To do: Take from the material every line containing the string "chart" and copy it.

------ Records for processing

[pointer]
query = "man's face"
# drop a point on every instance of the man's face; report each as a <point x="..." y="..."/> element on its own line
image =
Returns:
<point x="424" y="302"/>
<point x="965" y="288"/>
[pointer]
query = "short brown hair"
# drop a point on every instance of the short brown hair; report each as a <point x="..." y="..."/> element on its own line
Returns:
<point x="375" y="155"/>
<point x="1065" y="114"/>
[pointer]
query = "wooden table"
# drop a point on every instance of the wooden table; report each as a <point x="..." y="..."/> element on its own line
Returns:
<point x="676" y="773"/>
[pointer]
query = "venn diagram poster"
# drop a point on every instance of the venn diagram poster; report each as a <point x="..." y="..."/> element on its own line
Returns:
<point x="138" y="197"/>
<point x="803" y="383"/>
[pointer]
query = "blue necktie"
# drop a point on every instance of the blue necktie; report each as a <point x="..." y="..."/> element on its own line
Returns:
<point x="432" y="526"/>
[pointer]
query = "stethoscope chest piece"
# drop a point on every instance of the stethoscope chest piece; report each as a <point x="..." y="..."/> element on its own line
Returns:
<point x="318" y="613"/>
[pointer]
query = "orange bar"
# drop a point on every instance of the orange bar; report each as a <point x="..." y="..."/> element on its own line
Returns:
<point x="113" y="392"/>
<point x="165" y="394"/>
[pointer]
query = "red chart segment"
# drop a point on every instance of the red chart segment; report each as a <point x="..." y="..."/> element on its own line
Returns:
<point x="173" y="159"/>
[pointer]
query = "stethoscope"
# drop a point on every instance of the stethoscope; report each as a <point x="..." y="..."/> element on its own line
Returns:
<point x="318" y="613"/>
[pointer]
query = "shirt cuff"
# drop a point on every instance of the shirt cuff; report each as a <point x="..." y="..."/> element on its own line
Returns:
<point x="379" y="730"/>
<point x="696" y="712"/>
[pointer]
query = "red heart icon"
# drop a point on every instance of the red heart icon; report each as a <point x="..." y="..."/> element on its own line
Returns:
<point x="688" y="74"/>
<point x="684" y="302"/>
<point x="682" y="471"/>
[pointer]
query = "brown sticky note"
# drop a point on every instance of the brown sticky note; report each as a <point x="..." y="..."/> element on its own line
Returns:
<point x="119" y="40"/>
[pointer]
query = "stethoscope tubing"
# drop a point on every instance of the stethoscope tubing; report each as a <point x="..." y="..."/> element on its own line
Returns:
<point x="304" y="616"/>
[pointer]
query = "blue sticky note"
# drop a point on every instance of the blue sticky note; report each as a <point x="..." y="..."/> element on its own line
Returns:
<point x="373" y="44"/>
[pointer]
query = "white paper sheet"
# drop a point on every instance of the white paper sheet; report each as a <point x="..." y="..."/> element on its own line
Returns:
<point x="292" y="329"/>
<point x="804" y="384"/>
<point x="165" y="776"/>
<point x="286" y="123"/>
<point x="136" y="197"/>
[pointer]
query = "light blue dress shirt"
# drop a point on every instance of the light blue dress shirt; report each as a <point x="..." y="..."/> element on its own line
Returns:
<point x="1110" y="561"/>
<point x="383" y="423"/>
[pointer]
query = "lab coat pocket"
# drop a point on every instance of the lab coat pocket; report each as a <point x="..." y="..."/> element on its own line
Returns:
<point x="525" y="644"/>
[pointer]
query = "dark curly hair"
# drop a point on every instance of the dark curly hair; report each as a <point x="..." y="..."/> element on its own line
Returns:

------------

Task answer:
query = "red chart segment"
# drop a point on every instance of the red chart segment; report each as a <point x="..." y="..."/> element on its own line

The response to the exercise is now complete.